#### RECORDS FOR PROCESSING

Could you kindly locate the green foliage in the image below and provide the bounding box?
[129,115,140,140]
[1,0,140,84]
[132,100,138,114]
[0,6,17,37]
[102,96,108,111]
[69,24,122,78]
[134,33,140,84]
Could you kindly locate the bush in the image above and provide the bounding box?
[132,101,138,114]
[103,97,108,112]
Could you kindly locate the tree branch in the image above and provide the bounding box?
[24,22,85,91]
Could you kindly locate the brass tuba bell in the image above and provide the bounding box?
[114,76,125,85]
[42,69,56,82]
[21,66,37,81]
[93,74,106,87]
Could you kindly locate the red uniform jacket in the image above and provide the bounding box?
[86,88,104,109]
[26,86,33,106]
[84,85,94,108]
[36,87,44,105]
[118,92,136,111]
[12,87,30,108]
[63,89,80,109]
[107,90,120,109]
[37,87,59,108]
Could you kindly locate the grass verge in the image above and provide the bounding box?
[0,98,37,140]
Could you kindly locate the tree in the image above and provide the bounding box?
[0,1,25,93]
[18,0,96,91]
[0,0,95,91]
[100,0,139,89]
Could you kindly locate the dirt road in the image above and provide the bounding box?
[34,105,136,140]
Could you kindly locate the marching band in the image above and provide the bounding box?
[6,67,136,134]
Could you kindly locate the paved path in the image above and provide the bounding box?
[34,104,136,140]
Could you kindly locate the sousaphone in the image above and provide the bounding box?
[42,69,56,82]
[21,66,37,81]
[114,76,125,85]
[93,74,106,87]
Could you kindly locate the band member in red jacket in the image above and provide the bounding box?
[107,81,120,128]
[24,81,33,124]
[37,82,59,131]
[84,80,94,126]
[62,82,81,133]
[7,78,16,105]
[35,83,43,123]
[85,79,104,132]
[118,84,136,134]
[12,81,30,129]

#### YOUR TASK
Give the records back in full, word for word.

#### WRITTEN RESPONSE
Could you kindly locate the green foliage in the image below and provide the bounding box?
[129,115,140,140]
[1,0,140,84]
[132,100,138,114]
[0,6,17,37]
[102,96,108,111]
[69,24,122,78]
[134,33,140,84]
Could you kindly locate the bush in the image above and provide the bounding box?
[132,101,138,114]
[103,97,108,112]
Could you kindly locate the tree branch in the image above and provide the bounding box?
[24,22,85,91]
Could you kindly locate the brass tuba bell in the image above and provide the bounding box?
[114,76,125,85]
[42,69,56,82]
[21,66,37,81]
[93,74,106,87]
Could you kindly locate the red uniform jacket in the image above and provide the bounding box?
[86,88,104,109]
[26,86,33,106]
[84,85,94,108]
[36,87,44,105]
[118,92,136,111]
[12,87,30,108]
[63,89,80,109]
[107,90,120,109]
[37,87,59,108]
Could you kindly locate the grass verge in the image above and provide the bounding box?
[0,98,37,140]
Could you kindly locate the tree in the image above and provide the bounding box?
[0,1,25,93]
[18,0,96,91]
[0,0,95,91]
[100,0,139,89]
Could you kindly locate the dirt road in the image above and provide the bounding box?
[34,105,136,140]
Could you kindly locate the marching band in the image above and provide the bounding box?
[6,67,136,134]
Could you kindly locate the paved path in the image above and provide the bounding box?
[34,104,136,140]
Could you kindly locate the sousaphone in the image above and provide the bounding box?
[42,69,56,82]
[21,66,37,81]
[114,76,125,85]
[93,74,106,87]
Could you kindly locate the band member in red jacket in the image above and provide the bounding box?
[107,81,120,128]
[24,81,33,124]
[37,82,59,131]
[84,80,94,126]
[62,82,81,133]
[7,78,16,105]
[35,83,43,123]
[85,79,104,132]
[118,84,136,134]
[12,81,30,129]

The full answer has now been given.